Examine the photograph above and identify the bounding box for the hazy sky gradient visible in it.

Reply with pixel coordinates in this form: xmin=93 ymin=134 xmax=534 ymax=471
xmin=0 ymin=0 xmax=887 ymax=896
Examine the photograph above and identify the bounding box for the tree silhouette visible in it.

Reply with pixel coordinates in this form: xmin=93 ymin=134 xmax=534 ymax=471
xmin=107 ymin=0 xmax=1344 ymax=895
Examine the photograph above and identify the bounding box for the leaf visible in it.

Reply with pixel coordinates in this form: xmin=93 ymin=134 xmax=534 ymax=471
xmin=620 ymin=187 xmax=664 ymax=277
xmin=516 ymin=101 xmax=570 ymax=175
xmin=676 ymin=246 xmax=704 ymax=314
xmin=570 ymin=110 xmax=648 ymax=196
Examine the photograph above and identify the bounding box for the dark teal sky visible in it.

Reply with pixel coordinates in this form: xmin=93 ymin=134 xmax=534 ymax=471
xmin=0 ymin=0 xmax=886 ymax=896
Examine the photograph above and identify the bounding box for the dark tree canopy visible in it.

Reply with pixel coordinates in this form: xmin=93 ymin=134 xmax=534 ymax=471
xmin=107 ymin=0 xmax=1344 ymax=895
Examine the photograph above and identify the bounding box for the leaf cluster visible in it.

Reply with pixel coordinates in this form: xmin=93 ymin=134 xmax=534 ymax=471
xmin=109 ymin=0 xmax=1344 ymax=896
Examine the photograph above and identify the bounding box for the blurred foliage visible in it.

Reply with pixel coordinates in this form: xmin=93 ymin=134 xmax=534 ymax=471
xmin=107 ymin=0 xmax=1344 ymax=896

◇ ◇ ◇

** JOB **
Rewrite the data above with every "Reply" changed to "Respond", keeping everything else the same.

** TASK SOLUTION **
Examine the photograph above and identify the bounding box for the hazy sky gradient visible in it.

Respond with pixel coordinates in this form: xmin=93 ymin=134 xmax=534 ymax=471
xmin=0 ymin=0 xmax=887 ymax=896
Examine the photograph above and identify the bounding box for the tree silhouette visible in it.

Respond with pixel coordinates in this form: xmin=93 ymin=134 xmax=534 ymax=471
xmin=107 ymin=0 xmax=1344 ymax=895
Examine the photograph above and identify the bounding box for the leaf visible in it.

Respond with pixel coordinates in this form: xmin=93 ymin=134 xmax=534 ymax=471
xmin=620 ymin=187 xmax=664 ymax=277
xmin=516 ymin=101 xmax=570 ymax=175
xmin=676 ymin=246 xmax=704 ymax=314
xmin=570 ymin=110 xmax=648 ymax=196
Examine the photograph above and identify the bounding box for the dark teal sky visible in it.

Respond with pixel coordinates in this form: xmin=93 ymin=134 xmax=534 ymax=471
xmin=0 ymin=0 xmax=886 ymax=896
Examine the photograph above and identify the bounding box for the dark tree canopy visible in it.

Respond with pixel coordinates in this form: xmin=93 ymin=134 xmax=534 ymax=471
xmin=107 ymin=0 xmax=1344 ymax=895
Examine the photograph above and identify the bounding box for the leaf cluster visible in it.

Respond with pixel coordinates in this form: xmin=93 ymin=134 xmax=534 ymax=471
xmin=109 ymin=0 xmax=1344 ymax=896
Examine the photograph above and identify the bounding box for the blurred foliage visible in it.

Respond with pixel coordinates in this form: xmin=93 ymin=134 xmax=534 ymax=471
xmin=107 ymin=0 xmax=1344 ymax=896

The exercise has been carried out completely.